───── Material to process
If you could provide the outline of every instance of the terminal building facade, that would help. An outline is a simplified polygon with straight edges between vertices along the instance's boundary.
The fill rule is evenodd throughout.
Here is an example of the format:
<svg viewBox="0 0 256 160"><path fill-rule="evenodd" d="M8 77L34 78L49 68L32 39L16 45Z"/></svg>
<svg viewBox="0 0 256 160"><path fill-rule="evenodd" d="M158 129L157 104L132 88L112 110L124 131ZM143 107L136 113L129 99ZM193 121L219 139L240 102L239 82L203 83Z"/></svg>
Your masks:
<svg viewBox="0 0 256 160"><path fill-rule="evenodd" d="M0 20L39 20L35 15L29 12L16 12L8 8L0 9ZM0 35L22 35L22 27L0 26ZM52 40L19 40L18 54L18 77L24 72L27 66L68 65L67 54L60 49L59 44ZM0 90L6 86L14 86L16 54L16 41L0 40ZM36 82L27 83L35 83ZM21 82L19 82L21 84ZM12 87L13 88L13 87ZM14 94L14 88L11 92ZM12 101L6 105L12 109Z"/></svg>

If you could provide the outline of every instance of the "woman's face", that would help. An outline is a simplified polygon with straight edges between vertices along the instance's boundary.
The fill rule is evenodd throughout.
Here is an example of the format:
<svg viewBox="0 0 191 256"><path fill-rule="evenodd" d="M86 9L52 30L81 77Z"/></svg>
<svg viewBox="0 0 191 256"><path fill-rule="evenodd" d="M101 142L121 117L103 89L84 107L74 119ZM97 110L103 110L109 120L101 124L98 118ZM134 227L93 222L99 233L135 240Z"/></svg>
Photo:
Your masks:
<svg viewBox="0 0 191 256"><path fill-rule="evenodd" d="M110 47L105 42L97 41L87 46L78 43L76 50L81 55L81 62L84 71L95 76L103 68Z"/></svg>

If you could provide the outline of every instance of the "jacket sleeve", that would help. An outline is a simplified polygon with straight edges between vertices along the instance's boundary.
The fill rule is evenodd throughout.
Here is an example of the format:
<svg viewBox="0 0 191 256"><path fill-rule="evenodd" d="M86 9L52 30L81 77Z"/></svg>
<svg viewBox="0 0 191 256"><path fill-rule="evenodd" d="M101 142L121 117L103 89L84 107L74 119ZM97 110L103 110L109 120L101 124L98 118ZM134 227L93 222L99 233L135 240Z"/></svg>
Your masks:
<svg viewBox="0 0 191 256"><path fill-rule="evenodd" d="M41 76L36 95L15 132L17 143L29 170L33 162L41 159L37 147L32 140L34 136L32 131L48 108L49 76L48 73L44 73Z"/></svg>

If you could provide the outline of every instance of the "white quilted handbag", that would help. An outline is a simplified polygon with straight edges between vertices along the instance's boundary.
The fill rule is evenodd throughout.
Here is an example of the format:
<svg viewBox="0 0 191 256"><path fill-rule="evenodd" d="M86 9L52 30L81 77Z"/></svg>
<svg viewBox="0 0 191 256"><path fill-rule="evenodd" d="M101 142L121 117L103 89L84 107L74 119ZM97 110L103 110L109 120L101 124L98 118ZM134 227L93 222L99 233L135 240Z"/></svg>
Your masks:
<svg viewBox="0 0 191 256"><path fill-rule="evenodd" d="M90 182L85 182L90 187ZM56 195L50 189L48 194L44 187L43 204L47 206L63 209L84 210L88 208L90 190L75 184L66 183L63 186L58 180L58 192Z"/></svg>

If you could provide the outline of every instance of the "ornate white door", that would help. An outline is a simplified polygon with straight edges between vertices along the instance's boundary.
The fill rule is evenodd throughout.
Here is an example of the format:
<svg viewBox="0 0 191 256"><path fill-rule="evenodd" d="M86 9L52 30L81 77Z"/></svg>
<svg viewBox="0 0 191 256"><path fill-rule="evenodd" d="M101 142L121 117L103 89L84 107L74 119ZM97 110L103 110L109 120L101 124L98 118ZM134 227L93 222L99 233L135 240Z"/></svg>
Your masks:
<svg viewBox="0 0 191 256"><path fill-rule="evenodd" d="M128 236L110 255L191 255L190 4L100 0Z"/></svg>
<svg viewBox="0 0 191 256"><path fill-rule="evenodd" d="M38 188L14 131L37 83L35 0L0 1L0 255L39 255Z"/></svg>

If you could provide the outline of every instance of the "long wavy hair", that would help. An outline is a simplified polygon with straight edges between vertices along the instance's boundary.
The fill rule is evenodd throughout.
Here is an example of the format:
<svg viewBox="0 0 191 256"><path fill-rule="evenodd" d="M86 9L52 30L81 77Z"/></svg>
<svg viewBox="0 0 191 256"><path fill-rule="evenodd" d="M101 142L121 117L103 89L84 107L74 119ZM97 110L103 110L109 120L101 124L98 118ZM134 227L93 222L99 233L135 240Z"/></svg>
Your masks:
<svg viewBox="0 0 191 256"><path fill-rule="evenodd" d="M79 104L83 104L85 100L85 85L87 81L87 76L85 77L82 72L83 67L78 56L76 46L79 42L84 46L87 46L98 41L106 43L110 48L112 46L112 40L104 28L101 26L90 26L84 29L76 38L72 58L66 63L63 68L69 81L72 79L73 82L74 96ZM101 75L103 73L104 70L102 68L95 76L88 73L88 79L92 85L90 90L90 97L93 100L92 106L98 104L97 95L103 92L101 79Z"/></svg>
──────────
- To do -
Lay out the lines as a JSON list of strings, one string per line, starting at the beginning of the entries and ending at the line that contains "77L34 78L49 68L32". Leave out any blank lines.

- Reply -
[
  "If you could provide the outline of every instance of the terminal building facade, that would help. An outline is a simplified polygon with straight edges between vertices along the instance's boundary.",
  "The fill rule is evenodd throughout.",
  "Here is an example of the format:",
  "<svg viewBox=\"0 0 256 160\"><path fill-rule=\"evenodd\" d=\"M8 77L34 78L49 68L32 39L16 45Z\"/></svg>"
]